— BEGIN Document extract —

Dabbling in pattern drafting, and adapting to weight changes

25 Nov

I’ve started teaching myself to draft patterns. I started with a bodice block using Winifred Aldrich’s book. (It’s metric! YAY!!! After drawing up this chemise in imperial, I gained a very deep appreciation for the simplicity and ease of the metric system.)

Sadly however the bodice wasn’t all it cracked up to be. It won’t fit without major changes. The back will come close but the front is short 5 or so cm. The block is based on the back nape-waist measurement, (left side of piccie)and kinda worked out from there, the front (right side) being based on the back. I am all out front, with a full bust, but a little flat back and flat shoulderblades (they naturally fall in the perfect position for ballet! But hard to fit …) I suspect that’s why the draft is so off.

The mess of the back shoulders came about because it totally didn’t look right when I first drew them, and I tried to compensate a bit. It wasn’t working so I left it for later, and continued on. I’d almost finished the instructions when my partner came in. One look at what I was doing and his whole being lit up in delight. ‘Oh! You’re drafting!’

The guy’s an engineer. And there I was basically trying to engineer a bodice. omgsoexciting!!!!1!!!!1!!

He gave it a quick look over my shoulder, noting the mess of the back shoulder. I explained ‘It just doesn’t look right and I’m not sure why.’

‘Did you check your measurements?’ He said eagerly.

‘Not yet, that was my next step.’

Sure enough, the original measurement was wrongly interpreted and once correct it looked much more like a proper back bodice shoulder.

— END Document extract —
— BEGIN Provided material —

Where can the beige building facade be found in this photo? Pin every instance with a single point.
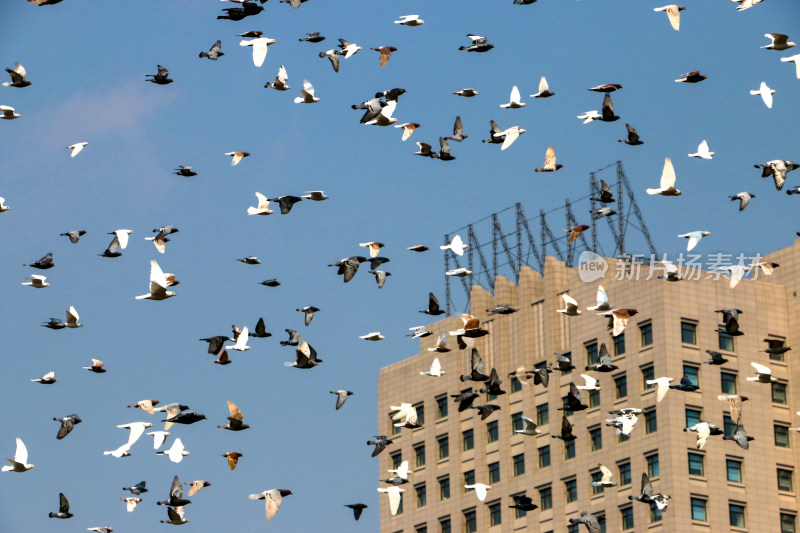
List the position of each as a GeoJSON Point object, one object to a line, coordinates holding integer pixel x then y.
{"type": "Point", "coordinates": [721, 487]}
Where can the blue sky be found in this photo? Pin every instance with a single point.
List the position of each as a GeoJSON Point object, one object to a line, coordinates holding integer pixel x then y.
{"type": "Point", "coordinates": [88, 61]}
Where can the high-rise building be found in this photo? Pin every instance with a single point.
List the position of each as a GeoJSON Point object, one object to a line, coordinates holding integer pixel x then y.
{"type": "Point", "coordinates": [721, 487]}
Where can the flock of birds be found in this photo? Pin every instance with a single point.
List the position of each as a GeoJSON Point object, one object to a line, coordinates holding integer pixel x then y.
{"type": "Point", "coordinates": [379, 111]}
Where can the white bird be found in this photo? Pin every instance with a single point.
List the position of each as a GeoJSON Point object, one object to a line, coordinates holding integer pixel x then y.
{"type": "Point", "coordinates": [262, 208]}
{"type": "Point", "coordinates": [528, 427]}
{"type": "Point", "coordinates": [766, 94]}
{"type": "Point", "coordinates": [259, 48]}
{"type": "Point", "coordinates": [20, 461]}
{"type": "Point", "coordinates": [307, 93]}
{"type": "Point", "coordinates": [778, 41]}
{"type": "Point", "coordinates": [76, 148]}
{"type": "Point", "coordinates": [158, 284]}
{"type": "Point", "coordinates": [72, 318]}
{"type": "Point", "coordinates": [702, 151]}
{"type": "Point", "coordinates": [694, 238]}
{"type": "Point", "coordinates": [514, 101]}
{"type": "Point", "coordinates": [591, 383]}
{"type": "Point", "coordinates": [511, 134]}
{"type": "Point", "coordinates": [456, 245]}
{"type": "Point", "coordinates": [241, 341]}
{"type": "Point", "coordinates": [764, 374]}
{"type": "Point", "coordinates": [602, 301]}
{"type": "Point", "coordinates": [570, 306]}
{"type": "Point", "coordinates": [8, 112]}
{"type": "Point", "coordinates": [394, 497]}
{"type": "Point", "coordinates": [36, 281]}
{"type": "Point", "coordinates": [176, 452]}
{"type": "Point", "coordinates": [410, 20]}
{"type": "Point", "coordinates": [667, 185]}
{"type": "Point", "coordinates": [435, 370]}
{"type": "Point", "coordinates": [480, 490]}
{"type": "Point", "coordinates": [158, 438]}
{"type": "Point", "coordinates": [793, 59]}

— END Provided material —

■ **Directives**:
• 1. Could you condense the paragraph of the pattern-drafting post that begins "Sadly however the bodice" into a shorter version that keeps its main facts?
• 2. Copy a passage from the pattern-drafting post word for word, starting at the words containing "He gave it a" and ending after "back bodice shoulder.".
This material is separate from the pattern-drafting post.

■ **Expected responses**:
• 1. The bodice block won't fit without major changes. The back comes close, but the front is about 5 cm short. The block starts from the back nape-to-waist measurement, and the front is based on the back. The writer has a full bust but a slightly flat back and flat shoulder blades, which is probably why the draft is so far off.

• 2.
He gave it a quick look over my shoulder, noting the mess of the back shoulder. I explained ‘It just doesn’t look right and I’m not sure why.’

‘Did you check your measurements?’ He said eagerly.

‘Not yet, that was my next step.’

Sure enough, the original measurement was wrongly interpreted and once correct it looked much more like a proper back bodice shoulder.